:: Records for processing ::

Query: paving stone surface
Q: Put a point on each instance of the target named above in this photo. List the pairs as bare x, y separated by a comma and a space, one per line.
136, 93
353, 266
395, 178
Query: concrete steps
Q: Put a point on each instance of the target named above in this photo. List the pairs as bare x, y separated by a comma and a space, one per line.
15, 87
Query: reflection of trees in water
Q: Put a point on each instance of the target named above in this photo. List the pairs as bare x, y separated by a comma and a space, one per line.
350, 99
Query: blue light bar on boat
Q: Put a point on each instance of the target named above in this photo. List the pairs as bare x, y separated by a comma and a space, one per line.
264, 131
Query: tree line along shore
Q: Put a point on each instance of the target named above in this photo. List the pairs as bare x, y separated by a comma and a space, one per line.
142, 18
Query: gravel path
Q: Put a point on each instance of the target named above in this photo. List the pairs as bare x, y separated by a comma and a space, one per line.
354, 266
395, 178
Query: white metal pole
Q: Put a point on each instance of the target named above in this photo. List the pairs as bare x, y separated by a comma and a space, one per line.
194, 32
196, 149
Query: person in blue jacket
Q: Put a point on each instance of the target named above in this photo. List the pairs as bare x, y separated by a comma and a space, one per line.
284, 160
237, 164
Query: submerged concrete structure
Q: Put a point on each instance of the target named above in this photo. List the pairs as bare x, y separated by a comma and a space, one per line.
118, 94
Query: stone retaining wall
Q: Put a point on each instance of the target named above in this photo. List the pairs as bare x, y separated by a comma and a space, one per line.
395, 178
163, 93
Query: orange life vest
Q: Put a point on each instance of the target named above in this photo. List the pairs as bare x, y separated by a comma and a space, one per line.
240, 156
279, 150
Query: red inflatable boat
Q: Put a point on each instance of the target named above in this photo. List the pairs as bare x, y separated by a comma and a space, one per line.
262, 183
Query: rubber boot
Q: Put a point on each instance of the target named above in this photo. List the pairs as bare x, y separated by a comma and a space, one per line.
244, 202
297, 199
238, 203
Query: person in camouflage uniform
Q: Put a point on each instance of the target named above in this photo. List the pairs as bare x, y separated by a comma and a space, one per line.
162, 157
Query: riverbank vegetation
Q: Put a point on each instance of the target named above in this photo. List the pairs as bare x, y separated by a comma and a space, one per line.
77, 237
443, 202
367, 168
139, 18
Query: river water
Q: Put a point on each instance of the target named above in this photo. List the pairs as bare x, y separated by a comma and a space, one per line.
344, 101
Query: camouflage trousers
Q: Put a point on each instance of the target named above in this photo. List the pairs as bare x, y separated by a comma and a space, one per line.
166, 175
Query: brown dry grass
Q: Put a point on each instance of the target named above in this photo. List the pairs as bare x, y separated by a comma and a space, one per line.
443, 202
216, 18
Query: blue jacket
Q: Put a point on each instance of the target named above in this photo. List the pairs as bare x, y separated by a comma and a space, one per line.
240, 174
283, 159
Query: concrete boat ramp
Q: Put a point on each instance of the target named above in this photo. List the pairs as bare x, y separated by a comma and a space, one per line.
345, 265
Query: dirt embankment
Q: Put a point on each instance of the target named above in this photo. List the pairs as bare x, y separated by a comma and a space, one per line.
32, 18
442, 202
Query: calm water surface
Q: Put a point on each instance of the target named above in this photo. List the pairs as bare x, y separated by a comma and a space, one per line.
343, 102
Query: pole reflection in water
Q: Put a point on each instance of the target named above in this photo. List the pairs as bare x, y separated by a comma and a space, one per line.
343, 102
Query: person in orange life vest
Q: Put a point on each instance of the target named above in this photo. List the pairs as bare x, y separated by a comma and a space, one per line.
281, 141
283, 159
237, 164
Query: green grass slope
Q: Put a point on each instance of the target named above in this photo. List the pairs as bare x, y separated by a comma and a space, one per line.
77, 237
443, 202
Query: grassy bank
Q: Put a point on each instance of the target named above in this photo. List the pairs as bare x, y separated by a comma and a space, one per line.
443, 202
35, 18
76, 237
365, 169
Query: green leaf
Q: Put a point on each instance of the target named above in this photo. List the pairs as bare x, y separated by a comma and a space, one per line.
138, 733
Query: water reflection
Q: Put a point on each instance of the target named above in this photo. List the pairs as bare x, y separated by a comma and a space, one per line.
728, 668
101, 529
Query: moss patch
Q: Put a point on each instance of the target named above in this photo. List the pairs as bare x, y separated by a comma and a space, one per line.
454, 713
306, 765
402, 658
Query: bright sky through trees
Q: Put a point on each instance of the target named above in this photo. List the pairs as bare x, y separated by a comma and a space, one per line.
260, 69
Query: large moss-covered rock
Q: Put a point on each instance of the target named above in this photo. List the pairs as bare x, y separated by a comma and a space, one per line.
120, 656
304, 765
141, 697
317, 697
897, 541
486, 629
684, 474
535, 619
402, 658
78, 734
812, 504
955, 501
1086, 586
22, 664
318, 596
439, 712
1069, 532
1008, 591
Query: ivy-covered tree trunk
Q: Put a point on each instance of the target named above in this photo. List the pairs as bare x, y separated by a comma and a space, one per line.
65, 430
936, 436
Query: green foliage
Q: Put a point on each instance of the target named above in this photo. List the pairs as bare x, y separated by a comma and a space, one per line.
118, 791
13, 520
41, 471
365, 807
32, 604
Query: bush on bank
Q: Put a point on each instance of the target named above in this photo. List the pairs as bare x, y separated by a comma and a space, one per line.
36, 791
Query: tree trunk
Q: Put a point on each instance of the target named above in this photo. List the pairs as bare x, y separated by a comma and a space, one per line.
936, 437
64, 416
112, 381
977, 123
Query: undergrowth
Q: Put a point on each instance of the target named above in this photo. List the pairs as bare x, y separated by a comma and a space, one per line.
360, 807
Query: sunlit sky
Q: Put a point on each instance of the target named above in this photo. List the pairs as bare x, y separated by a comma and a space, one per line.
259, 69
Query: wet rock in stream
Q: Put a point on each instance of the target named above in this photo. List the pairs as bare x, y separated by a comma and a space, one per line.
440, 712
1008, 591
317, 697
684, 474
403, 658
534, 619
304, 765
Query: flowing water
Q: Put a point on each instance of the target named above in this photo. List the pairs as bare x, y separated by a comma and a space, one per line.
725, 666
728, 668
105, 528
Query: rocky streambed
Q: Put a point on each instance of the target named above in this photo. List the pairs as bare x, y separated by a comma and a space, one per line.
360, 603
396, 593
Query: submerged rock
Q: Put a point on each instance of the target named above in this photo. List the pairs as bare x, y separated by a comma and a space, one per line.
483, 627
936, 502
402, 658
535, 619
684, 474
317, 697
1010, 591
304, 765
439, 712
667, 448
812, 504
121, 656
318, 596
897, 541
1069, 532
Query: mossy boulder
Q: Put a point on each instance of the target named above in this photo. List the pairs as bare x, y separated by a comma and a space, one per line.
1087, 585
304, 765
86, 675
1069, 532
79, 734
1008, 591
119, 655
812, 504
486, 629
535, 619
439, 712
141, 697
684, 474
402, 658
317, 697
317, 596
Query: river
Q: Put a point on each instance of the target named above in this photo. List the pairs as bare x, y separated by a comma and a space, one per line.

:::

Objective>
Copy each line exactly, from the line containing "Query: rocky streambed" down to the last line of the material, and no other lines.

Answer for this exercise>
Query: rocky streambed
Q: Put a point on each instance of the target named above in this photo. List the pairs as bare x, y separated by a comma and a space, one per line.
360, 603
396, 593
Query: submerged rock
Q: Put a point on each instance of the target named above in this photo. List the pairs as bare x, y separated by a comma and a space, one per line.
483, 627
936, 502
402, 658
535, 619
684, 474
317, 697
1010, 591
304, 765
439, 712
667, 448
812, 504
121, 656
318, 596
897, 541
1069, 532
Query: mossy boulder
Q: Put a point on each instance of the target named above in this photo. List the pairs as bare x, y separated by a comma and a space, one per line.
1087, 585
304, 765
86, 675
1069, 532
79, 734
1008, 591
119, 655
812, 504
486, 629
535, 619
439, 712
141, 697
684, 474
402, 658
317, 697
317, 596
Query: river
Q: Put a point on each instance of the target named above in this photo. List the pairs as bare x, y separated by a comma and a space, one per line.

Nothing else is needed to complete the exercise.